- [Given request]:
Reproduce all of the data below word for word, from the first line to the last.
--*--
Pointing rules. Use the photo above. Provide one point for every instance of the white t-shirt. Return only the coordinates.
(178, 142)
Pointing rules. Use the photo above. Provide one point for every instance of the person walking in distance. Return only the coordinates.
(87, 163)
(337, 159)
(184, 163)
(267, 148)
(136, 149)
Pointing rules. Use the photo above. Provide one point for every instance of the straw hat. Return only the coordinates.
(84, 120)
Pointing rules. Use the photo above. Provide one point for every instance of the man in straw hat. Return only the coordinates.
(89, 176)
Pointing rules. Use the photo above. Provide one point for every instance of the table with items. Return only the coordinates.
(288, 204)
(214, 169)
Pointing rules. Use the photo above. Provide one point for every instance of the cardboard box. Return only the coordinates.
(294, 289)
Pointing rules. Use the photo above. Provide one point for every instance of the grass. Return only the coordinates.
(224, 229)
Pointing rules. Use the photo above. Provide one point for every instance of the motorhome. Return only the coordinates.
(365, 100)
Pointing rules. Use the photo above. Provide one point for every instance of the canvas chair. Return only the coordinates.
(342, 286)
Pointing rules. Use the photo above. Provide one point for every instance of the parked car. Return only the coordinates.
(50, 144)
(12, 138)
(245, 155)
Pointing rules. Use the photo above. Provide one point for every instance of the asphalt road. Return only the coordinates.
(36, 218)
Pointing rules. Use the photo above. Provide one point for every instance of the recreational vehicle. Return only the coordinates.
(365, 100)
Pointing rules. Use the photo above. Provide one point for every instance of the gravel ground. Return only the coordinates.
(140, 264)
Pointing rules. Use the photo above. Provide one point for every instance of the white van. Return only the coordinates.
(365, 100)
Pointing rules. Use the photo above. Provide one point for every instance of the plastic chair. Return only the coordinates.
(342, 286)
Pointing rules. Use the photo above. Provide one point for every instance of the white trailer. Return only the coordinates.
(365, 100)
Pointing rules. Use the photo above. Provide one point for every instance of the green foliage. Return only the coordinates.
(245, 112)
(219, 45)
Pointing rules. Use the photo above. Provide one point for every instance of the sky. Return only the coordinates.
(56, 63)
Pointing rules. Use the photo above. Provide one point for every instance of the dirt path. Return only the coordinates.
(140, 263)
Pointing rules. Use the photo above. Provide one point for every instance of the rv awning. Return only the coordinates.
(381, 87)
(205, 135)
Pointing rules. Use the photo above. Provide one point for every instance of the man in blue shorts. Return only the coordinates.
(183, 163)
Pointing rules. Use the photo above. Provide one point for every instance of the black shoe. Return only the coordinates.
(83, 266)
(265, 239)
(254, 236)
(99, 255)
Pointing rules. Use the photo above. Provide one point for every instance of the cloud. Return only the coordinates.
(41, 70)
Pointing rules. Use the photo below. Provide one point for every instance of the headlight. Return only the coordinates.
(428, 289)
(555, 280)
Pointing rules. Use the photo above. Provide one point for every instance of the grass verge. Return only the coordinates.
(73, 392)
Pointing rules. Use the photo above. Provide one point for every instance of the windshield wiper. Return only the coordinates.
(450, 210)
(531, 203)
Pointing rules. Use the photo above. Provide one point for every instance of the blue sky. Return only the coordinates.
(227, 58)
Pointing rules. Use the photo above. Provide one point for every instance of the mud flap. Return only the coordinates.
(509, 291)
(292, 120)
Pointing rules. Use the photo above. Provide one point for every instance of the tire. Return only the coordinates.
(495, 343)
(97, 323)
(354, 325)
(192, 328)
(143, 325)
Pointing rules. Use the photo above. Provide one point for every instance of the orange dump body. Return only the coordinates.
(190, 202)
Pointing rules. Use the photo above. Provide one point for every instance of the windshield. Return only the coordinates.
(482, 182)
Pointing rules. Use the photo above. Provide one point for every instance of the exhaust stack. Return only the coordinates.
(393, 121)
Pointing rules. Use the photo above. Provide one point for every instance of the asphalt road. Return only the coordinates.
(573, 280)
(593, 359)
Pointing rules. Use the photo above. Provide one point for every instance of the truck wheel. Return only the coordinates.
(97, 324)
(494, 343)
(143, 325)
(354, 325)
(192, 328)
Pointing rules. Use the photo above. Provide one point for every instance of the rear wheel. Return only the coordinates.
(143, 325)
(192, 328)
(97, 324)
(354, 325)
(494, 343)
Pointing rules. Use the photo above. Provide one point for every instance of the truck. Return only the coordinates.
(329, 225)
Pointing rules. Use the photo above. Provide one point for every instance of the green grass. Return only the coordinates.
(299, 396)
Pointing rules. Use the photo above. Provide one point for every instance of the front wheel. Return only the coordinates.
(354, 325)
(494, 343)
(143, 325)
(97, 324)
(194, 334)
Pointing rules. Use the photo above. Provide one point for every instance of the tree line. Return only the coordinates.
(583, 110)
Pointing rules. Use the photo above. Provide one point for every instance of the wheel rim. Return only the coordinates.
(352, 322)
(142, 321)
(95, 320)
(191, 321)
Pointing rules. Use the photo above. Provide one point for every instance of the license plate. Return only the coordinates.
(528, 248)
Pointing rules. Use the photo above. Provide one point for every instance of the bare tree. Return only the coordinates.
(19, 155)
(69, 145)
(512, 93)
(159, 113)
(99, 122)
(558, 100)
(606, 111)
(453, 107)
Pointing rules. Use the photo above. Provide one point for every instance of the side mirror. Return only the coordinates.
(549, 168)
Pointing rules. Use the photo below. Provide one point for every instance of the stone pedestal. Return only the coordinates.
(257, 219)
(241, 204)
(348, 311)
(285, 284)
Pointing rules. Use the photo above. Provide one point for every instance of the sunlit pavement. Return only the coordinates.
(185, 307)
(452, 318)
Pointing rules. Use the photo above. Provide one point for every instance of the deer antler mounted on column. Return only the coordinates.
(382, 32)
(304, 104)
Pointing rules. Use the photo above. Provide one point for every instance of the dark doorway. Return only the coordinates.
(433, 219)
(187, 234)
--*--
- [The response]:
Pointing rules. Use the photo above. Provide one point for every instance of the white t-shirt. Return only the coordinates.
(178, 142)
Pointing rules. Use the photo above. Provide one point for every instance of the person walking in distance. Return only the coordinates.
(87, 163)
(337, 159)
(184, 163)
(267, 148)
(136, 149)
Pointing rules. Use the photo above. Provide one point for every instance of the straw hat. Return only the coordinates.
(84, 120)
Pointing rules. Use the photo above. Provide one point for every instance of the man in straw hat. Return only the coordinates.
(89, 176)
Pointing rules. Use the photo above. Provide one point for every instance of the table with items. Return only the coordinates.
(288, 204)
(214, 169)
Pointing rules. Use the photo above. Provide one point for every instance of the cardboard box. Return only the coordinates.
(294, 289)
Pointing rules. Use the photo above. Provide one point for every instance of the grass. Return only the coordinates.
(224, 229)
Pointing rules. Use the photo above. Provide one point for every instance of the motorhome. Return only the coordinates.
(365, 100)
Pointing rules. Use the photo above. Provide one point for every instance of the canvas chair. Return only the coordinates.
(342, 286)
Pointing rules. Use the photo above. Provide one point for every instance of the parked car. Return only the coordinates.
(50, 144)
(12, 138)
(245, 155)
Pointing rules. Use the photo above. Provide one point for every instance of the asphalt road. Return only the coordinates.
(36, 218)
Pointing rules. Use the photo above. Provide one point for every instance of the recreational vehicle. Return only the coordinates.
(365, 100)
Pointing rules. Use the photo above. Provide one point for every instance of the gravel ground. Return only the coordinates.
(140, 264)
Pointing rules. Use the photo above. Provide one point for every instance of the white van. Return only the coordinates.
(365, 100)
Pointing rules. Use the photo above. Provide one point for every instance of the plastic chair. Return only the coordinates.
(342, 286)
Pointing rules. Use the photo above. Provide one point for every instance of the white trailer. Return only the coordinates.
(365, 100)
Pointing rules. Use the photo above. Provide one point for every instance of the green foliage. Return only the coordinates.
(245, 112)
(219, 45)
Pointing rules. Use the photo above. Provide one point for every instance of the sky. Return only the coordinates.
(56, 63)
Pointing rules. Use the photo above. Provide one point for every instance of the dirt path. Return only the coordinates.
(140, 263)
Pointing rules. Use the photo above. Provide one point for every instance of the rv awning. Return only the coordinates.
(381, 87)
(205, 135)
Pointing rules. Use the photo above. Provide one point for every instance of the man in blue shorts. Return only the coordinates.
(183, 163)
Pointing rules. Use the photo above. Provide one point for every instance of the black shoe. Return only the coordinates.
(83, 266)
(265, 239)
(254, 236)
(99, 255)
Pointing rules. Use the photo above. Provide one point for every instance of the cloud. Return only the coordinates.
(41, 70)
Pointing rules. Use the photo below. Provide one point for every instance of the headlight. Return only the coordinates.
(428, 289)
(555, 280)
Pointing rules. Use the photo above. Provide one point for every instance of the grass verge. Return only the coordinates.
(73, 392)
Pointing rules. Use the photo above. Provide one point for every instance of the windshield wiper. Return only the coordinates.
(450, 210)
(531, 203)
Pointing rules. Use the photo above. Provide one point for every instance of the blue sky. Return only the coordinates.
(227, 58)
Pointing rules. Use the photo above. Provide one point for every instance of the mud flap. Return only the coordinates.
(509, 291)
(292, 120)
Pointing rules. Use the photo above. Provide one point for every instance of the tire. Return only the coordinates.
(495, 343)
(97, 323)
(354, 325)
(192, 328)
(143, 325)
Pointing rules. Use the photo above. Provide one point for every instance of the orange dump body. Return only the coordinates.
(190, 202)
Pointing rules. Use the photo above. Provide one point for every instance of the windshield. Return only the coordinates.
(482, 182)
Pointing rules. Use the photo above. Provide one point for every instance of the exhaust stack. Return only the coordinates.
(393, 121)
Pointing rules. Use the photo above. Provide one point for every instance of the asphalt road. Return only the coordinates.
(573, 280)
(593, 359)
Pointing rules. Use the photo above. Provide one point for every instance of the truck wheel. Return only the coordinates.
(97, 324)
(494, 343)
(143, 325)
(354, 325)
(192, 328)
Pointing rules. Use the photo above. Provide one point for every instance of the rear wheel. Return only the coordinates.
(143, 325)
(192, 328)
(97, 324)
(354, 325)
(494, 343)
Pointing rules. Use the photo above. Provide one point for every instance of the truck. Return only the coordinates.
(329, 225)
Pointing rules. Use the photo above. Provide one point for every instance of the green grass. Return only the coordinates.
(299, 396)
Pointing rules. Use the photo above. Provide one point for every instance of the front wheel. Return only the coordinates.
(354, 325)
(494, 343)
(143, 325)
(97, 324)
(194, 334)
Pointing rules. Use the photo above. Provide one point for every instance of the tree line. Return only the coordinates.
(583, 110)
Pointing rules. Use the photo above. Provide one point for every instance of the wheel rim. Return only the coordinates.
(352, 322)
(142, 321)
(95, 320)
(191, 321)
Pointing rules. Use the photo above. Provide one point for every instance of the license plate. Return only the coordinates.
(528, 248)
Pointing rules. Use the photo above. Provide one point for every instance of the bare tree. Return only the coordinates.
(19, 155)
(69, 145)
(512, 93)
(159, 113)
(99, 122)
(558, 100)
(606, 111)
(453, 107)
Pointing rules. Use the photo above. Provide one point for every instance of the side mirror. Return only the coordinates.
(549, 168)
Pointing rules. Use the photo below. Provide one point for every instance of the stone pedestal. Return only the coordinates.
(257, 219)
(241, 204)
(348, 311)
(285, 284)
Pointing rules. Use the photo above. Provide one point for every instance of the sunlit pavement. Return only the coordinates.
(185, 307)
(452, 318)
Pointing rules. Use the photo above. Provide one point for every instance of the deer antler mounted on column. Return only the coordinates.
(382, 32)
(304, 104)
Pointing rules. Use the photo above. Provide one point for every instance of the dark doorway. Return only the coordinates.
(433, 219)
(187, 234)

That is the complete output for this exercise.